What to do:
Format the lines that begin with the one containing "output [[219, 311]]." and end with the one containing "[[266, 303]]", both included, as a Markdown table with the columns Row and Line. Number each row and omit blank lines.

Data in this exercise:
__________
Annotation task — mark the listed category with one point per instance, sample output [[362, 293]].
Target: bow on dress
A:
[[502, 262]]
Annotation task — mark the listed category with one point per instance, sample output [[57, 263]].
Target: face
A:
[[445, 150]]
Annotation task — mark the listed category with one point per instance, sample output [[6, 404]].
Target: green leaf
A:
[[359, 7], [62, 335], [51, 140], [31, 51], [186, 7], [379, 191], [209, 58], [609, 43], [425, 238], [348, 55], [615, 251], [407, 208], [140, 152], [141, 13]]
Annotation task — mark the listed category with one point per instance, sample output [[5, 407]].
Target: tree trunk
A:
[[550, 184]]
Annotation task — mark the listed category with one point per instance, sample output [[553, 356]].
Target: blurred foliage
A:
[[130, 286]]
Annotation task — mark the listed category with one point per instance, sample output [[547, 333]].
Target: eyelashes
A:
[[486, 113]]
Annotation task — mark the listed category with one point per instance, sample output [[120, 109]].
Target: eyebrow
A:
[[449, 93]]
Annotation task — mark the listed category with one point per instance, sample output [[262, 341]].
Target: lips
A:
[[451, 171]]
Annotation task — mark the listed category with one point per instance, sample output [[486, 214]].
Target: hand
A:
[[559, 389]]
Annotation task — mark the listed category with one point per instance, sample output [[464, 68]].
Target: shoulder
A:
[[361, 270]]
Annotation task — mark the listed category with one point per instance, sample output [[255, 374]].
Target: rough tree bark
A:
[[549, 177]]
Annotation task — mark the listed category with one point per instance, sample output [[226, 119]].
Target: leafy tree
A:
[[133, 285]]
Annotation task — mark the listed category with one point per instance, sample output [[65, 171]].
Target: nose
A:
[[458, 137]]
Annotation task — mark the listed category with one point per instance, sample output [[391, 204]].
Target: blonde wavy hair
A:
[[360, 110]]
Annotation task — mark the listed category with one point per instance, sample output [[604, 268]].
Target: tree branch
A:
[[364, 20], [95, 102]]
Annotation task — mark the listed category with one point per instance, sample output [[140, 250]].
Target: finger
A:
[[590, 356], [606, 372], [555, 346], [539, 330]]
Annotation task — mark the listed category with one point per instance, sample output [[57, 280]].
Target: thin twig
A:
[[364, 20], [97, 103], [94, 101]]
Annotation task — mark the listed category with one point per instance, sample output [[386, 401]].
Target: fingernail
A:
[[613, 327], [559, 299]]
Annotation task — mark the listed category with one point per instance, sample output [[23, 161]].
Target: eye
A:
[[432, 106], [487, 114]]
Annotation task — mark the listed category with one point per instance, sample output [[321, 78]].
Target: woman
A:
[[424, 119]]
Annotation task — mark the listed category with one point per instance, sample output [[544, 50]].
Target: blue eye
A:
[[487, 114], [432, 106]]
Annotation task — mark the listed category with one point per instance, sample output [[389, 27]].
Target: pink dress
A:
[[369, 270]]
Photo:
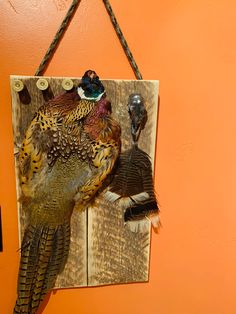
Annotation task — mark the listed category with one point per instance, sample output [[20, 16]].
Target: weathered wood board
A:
[[103, 249]]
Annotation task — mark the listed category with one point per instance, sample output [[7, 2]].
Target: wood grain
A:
[[103, 249]]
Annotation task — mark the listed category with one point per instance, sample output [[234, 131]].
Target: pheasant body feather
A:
[[69, 149]]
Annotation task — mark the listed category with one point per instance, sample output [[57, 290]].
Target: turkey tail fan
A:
[[140, 211], [132, 185], [43, 256]]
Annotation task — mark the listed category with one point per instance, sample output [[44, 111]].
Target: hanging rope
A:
[[52, 48], [122, 40]]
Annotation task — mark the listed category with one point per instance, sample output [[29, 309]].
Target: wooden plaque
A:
[[103, 250]]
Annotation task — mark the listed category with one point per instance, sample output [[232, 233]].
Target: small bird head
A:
[[91, 87], [138, 114]]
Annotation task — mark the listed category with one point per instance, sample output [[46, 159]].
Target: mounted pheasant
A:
[[70, 147]]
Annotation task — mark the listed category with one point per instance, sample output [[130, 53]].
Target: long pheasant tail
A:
[[43, 256]]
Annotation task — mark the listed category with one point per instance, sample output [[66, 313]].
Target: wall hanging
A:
[[83, 153]]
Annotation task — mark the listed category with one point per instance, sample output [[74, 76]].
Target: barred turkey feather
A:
[[132, 185]]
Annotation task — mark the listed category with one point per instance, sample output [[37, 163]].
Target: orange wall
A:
[[190, 46]]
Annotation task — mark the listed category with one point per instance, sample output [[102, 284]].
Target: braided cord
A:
[[52, 48], [122, 40]]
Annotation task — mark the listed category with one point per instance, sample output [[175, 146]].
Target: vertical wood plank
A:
[[103, 249], [116, 254]]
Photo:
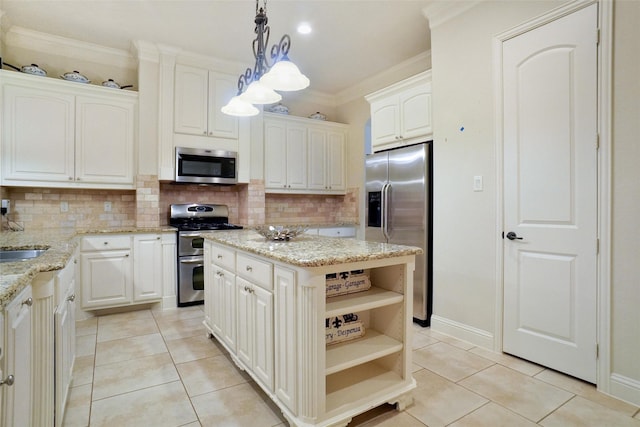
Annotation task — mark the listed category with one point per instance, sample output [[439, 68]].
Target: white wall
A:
[[465, 222]]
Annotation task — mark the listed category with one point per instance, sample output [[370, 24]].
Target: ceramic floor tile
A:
[[450, 362], [238, 406], [179, 313], [580, 412], [83, 370], [85, 345], [129, 348], [586, 390], [117, 329], [509, 361], [520, 393], [492, 415], [439, 402], [144, 314], [130, 375], [181, 328], [193, 348], [78, 406], [210, 374], [87, 326], [163, 405]]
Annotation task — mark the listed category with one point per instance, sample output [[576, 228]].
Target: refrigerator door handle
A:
[[384, 210]]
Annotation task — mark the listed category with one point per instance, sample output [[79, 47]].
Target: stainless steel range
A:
[[192, 221]]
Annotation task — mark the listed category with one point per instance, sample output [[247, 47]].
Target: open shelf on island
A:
[[360, 301], [351, 353], [360, 382]]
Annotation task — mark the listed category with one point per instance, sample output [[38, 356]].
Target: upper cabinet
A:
[[401, 113], [304, 155], [84, 138], [199, 96]]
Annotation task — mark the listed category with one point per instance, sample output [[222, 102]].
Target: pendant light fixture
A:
[[258, 86]]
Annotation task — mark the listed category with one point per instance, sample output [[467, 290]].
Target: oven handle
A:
[[191, 261]]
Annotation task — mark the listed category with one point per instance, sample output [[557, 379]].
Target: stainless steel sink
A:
[[11, 255]]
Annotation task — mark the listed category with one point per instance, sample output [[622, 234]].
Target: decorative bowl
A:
[[75, 76], [279, 232]]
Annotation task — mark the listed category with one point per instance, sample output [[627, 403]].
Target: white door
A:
[[550, 194]]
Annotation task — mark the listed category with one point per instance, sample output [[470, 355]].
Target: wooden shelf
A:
[[351, 353], [359, 301], [358, 383]]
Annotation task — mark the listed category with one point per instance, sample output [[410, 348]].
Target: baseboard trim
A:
[[461, 331], [625, 388]]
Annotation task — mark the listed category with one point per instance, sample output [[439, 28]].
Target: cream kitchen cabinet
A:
[[118, 270], [304, 156], [64, 134], [199, 95], [401, 113], [17, 380]]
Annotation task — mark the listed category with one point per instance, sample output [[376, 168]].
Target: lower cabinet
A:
[[120, 270], [17, 382]]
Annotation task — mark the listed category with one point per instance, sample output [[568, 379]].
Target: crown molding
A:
[[25, 38], [439, 11]]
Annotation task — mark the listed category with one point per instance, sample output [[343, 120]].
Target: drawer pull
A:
[[8, 381]]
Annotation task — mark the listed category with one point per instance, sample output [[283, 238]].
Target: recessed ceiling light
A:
[[304, 28]]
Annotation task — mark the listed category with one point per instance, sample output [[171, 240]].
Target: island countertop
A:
[[311, 251]]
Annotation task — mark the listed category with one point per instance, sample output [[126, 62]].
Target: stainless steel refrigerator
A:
[[399, 210]]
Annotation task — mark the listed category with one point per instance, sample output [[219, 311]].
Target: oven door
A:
[[190, 280], [190, 243]]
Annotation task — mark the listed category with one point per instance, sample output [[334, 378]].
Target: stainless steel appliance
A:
[[399, 210], [192, 222], [195, 165]]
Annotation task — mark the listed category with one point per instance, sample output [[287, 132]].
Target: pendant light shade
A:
[[240, 108], [285, 76], [258, 93]]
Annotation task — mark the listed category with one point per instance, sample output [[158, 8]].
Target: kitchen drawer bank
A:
[[266, 303]]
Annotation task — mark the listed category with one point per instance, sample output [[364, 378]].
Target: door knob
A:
[[513, 236]]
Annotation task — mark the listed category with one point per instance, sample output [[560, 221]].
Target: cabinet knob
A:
[[8, 381]]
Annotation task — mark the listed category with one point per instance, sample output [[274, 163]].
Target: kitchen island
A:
[[266, 302]]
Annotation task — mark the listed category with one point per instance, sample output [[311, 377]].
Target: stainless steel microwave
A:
[[203, 166]]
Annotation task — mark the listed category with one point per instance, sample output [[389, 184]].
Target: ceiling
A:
[[351, 39]]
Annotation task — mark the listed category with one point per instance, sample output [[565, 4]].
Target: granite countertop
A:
[[311, 251], [60, 245]]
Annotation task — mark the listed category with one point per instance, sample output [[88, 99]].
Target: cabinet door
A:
[[296, 157], [285, 339], [317, 159], [222, 87], [275, 155], [385, 121], [17, 409], [106, 278], [104, 140], [415, 105], [65, 334], [245, 321], [191, 94], [336, 165], [263, 336], [38, 136], [147, 267]]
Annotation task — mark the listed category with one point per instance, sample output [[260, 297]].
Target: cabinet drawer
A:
[[255, 271], [101, 243], [224, 258]]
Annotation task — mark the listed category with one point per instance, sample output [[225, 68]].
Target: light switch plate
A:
[[477, 183]]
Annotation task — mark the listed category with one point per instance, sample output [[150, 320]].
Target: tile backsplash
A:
[[148, 205]]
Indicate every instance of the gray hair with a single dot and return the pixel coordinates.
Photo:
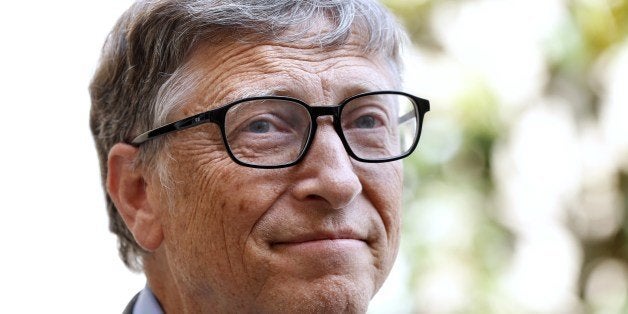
(141, 77)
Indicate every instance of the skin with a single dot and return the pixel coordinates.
(320, 236)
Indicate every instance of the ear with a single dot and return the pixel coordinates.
(128, 187)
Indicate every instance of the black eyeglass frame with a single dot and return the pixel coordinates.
(218, 115)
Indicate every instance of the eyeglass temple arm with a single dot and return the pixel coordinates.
(171, 127)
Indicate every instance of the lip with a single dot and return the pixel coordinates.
(322, 236)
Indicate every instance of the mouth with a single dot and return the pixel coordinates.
(320, 240)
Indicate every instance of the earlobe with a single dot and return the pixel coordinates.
(128, 188)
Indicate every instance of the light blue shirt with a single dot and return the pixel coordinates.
(147, 303)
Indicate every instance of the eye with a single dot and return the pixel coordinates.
(259, 126)
(365, 122)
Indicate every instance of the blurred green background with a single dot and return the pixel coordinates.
(517, 196)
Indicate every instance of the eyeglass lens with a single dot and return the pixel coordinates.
(270, 132)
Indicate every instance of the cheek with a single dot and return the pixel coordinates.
(382, 186)
(217, 204)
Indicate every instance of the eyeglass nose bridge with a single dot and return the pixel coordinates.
(321, 111)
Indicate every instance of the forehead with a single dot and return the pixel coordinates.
(227, 72)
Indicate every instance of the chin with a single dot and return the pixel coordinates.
(327, 294)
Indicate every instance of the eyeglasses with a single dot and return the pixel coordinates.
(277, 131)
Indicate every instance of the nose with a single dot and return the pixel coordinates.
(326, 173)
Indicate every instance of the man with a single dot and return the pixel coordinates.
(250, 152)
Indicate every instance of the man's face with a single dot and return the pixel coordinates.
(318, 236)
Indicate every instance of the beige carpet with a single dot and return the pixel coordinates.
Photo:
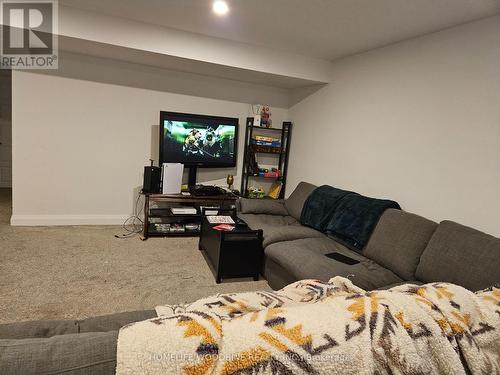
(82, 271)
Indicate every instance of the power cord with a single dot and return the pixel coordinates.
(132, 226)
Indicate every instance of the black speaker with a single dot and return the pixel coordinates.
(152, 180)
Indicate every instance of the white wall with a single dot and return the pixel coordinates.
(5, 129)
(79, 146)
(417, 121)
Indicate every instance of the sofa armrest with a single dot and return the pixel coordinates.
(263, 206)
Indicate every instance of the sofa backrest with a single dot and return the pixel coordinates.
(398, 240)
(461, 255)
(296, 200)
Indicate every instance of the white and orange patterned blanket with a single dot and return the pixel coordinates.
(310, 327)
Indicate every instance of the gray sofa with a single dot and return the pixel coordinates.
(404, 247)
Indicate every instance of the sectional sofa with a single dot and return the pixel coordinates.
(403, 248)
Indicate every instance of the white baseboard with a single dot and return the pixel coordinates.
(47, 220)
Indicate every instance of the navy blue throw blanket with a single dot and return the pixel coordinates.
(348, 216)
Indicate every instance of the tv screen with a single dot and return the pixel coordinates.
(198, 140)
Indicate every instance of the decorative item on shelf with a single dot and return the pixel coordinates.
(260, 140)
(256, 193)
(253, 167)
(230, 181)
(275, 190)
(265, 117)
(273, 173)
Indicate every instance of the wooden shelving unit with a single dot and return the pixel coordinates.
__________
Correct result:
| Row | Line |
|---|---|
| 1 | Annotation task — mark the listed category with one point per instance, sample output [[219, 311]]. |
| 2 | Target: oven door |
| 3 | A: |
| 4 | [[190, 280], [190, 243]] |
| 5 | Annotation task — mark the listed category with one point per instance, sample output [[334, 378]]. |
| 6 | Target: stainless steel appliance |
| 7 | A: |
| 8 | [[399, 210], [192, 222], [195, 165]] |
| 9 | Annotation task — mark the listed category with one point per instance, sample output [[287, 132]]. |
| 10 | Target: pendant light shade |
| 11 | A: |
| 12 | [[240, 108], [285, 76], [258, 93]] |
| 13 | Annotation task — mark the listed category with one point per instance, sample output [[158, 8]]. |
| 14 | Target: kitchen drawer bank |
| 15 | A: |
| 16 | [[266, 303]] |